» Selected passage
□ □ □ □ □ □ □
Do you have any information/link to what percentage of our immune system segments like IgG, T cells, P53, BRCA, etc. actually control? For example, the small study I saw found that loss of effectiveness of IgG4 averaged 20%, but was around 50% for a subset of subjects, who also seemed to be the ones who caught Covid. On the other hand, after the second mRNA Covid shot the IgG3 component practiclly disappeared, and that was the part with the strongest virus fighting power.
See also my Comment #81.
There are multiple overlapping issues; and the immune system is quite complex.
If you’re talking about the jabs, I’ve seen discussions of papers that show repeated jabs encourage (relatively) the proportion of IgG4 for the spike protein: this being the immunoglobulin that tells the immune system “hey, it’s foreign, but don’t sweat it” leading to tolerance of the antigen in question.
So, yay for no cytokine storm, but boo for allowing the virus to stay in the body (even if at levels leading to no obvious symptoms), allowing the jabbed to be incubators for mutations.
□ □ □ □ □ □ □
» Activity A
According to the immune-system discussion, what happened to the IgG3 component after the second mRNA Covid shot?
» Activity B
Rewrite the immune-system discussion between "There are multiple" and "antigen in question.", inclusive, with "jabs" replaced by "shots".
The dataset records are not needed here.

Dataset records
□ □ □ □ □ □ □
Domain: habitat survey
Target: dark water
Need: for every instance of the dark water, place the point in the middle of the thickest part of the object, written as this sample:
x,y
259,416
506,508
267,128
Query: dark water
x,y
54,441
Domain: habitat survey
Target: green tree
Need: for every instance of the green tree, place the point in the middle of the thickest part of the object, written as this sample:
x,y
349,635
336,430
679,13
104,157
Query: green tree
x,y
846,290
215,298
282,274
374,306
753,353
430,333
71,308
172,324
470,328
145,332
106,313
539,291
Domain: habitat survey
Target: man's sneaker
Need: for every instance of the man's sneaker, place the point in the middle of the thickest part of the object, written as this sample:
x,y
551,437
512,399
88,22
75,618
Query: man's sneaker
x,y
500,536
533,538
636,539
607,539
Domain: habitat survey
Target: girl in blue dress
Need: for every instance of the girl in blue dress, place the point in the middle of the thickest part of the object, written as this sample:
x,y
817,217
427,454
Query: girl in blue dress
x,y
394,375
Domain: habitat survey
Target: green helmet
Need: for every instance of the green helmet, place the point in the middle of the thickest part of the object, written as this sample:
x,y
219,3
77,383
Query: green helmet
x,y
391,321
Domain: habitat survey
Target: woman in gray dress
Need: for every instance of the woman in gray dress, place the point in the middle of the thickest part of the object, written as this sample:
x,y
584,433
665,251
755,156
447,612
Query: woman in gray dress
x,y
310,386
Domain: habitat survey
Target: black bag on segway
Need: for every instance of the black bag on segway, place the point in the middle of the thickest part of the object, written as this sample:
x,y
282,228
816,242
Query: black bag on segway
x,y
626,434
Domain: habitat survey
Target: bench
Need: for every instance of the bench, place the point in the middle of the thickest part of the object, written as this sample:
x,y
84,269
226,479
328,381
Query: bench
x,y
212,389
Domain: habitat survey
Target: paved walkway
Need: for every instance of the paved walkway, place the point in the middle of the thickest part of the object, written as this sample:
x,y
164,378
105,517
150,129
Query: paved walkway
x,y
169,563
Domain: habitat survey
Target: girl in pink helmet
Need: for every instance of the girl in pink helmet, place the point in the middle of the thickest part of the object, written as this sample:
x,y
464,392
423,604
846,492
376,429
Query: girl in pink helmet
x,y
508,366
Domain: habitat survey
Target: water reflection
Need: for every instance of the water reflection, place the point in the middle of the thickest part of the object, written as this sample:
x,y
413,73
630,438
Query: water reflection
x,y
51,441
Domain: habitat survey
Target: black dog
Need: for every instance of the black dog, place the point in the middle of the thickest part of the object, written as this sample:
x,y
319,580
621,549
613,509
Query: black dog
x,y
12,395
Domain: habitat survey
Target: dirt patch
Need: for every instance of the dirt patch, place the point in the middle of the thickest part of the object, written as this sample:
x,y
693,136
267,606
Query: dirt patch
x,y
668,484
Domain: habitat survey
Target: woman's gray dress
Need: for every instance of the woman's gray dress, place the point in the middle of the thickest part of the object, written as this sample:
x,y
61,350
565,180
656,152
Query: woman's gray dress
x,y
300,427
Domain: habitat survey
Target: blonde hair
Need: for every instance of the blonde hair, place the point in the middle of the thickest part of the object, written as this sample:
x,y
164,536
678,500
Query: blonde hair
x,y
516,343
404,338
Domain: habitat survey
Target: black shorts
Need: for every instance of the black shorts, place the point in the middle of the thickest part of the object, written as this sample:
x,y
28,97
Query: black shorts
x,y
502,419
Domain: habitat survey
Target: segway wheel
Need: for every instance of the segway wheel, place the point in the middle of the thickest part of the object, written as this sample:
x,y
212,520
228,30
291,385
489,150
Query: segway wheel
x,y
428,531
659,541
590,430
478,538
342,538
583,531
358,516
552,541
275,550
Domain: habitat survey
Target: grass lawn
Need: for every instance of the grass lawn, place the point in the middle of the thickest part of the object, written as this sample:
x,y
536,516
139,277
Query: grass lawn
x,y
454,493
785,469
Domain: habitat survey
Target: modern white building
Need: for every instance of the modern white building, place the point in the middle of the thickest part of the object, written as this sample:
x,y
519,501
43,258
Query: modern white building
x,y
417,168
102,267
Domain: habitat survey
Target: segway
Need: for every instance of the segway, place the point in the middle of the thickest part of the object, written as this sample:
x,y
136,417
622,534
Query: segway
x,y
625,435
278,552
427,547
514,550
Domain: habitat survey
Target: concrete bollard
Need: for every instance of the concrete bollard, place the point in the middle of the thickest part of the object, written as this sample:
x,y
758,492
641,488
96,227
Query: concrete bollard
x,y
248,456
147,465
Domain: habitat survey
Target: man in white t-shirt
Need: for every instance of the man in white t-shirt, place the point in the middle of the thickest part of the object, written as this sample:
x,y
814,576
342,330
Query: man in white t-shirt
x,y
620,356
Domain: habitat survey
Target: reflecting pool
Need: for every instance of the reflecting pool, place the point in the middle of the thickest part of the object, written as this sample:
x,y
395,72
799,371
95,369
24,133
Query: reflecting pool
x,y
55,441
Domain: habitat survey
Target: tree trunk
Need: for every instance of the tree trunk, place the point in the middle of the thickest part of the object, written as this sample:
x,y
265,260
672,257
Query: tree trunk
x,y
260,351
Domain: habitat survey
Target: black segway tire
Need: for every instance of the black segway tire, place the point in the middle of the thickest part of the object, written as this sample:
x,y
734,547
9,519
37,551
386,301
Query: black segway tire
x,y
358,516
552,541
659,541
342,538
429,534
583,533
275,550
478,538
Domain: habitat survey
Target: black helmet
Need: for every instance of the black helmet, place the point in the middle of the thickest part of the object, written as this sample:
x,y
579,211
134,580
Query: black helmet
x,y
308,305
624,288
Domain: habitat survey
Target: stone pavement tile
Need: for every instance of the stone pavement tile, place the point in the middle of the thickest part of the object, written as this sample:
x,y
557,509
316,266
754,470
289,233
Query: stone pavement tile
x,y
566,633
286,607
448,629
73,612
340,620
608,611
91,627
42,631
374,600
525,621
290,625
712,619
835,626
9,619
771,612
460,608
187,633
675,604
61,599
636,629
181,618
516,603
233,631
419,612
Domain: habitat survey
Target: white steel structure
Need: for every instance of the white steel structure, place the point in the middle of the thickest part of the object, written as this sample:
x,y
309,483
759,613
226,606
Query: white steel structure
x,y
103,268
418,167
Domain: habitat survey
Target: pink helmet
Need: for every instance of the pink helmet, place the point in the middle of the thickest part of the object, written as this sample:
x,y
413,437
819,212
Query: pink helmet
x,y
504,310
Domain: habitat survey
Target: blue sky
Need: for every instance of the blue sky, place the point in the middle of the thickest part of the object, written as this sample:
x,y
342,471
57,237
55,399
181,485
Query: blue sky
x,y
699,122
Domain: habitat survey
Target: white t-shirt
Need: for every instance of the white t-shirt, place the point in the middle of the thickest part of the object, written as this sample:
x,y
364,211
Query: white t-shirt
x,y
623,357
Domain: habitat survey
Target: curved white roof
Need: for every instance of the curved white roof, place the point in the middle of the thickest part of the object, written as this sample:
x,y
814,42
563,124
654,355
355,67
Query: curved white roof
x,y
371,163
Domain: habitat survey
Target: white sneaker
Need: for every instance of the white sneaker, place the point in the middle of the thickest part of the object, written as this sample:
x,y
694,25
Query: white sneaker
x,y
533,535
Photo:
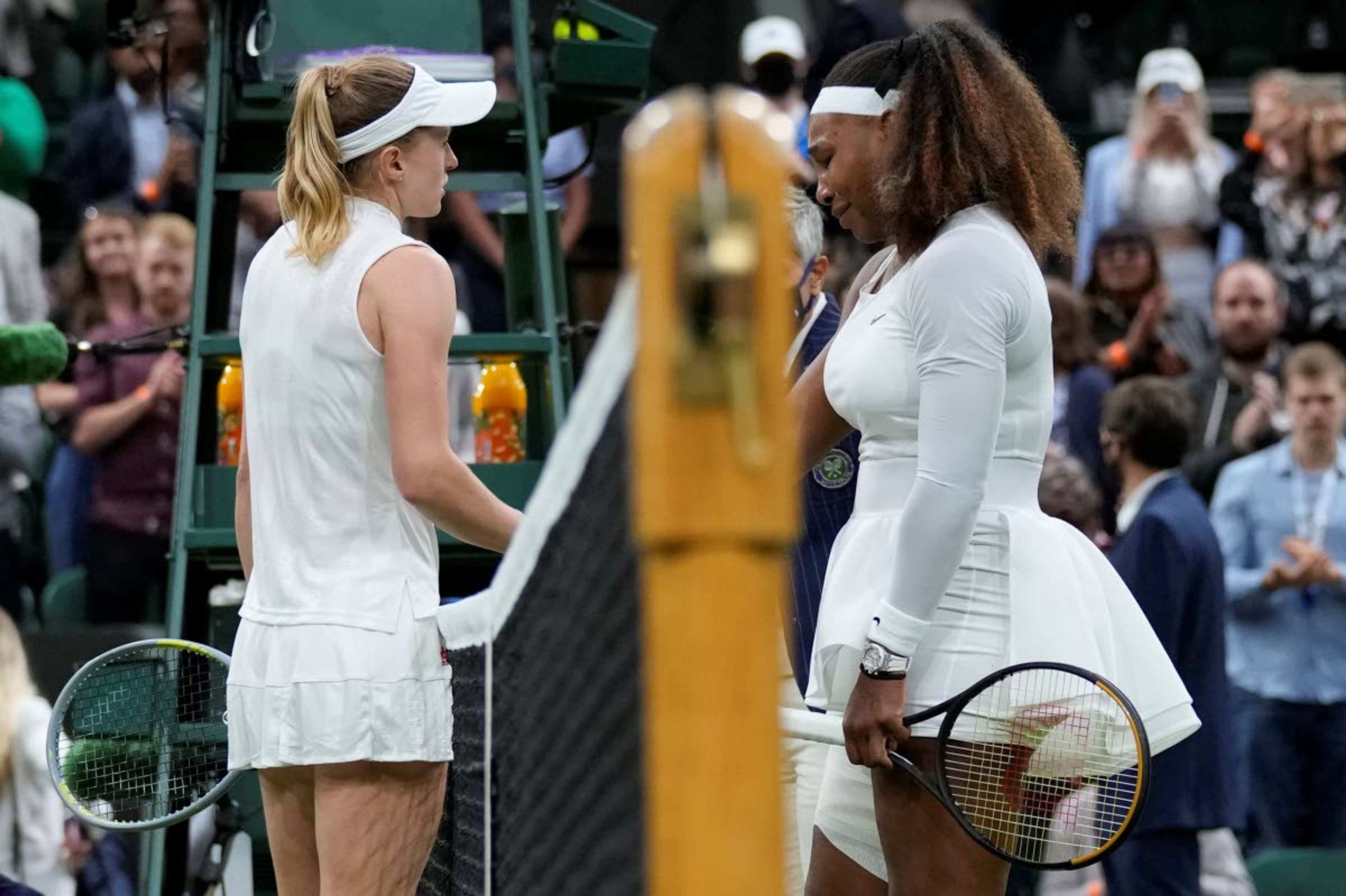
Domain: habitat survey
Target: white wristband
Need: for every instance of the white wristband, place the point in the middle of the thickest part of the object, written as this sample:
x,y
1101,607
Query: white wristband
□ □ □ □ □ □ □
» Answer section A
The IgG3 component practically disappeared.

» Answer section B
There are multiple overlapping issues; and the immune system is quite complex.
If you’re talking about the shots, I’ve seen discussions of papers that show repeated shots encourage (relatively) the proportion of IgG4 for the spike protein: this being the immunoglobulin that tells the immune system “hey, it’s foreign, but don’t sweat it” leading to tolerance of the antigen in question.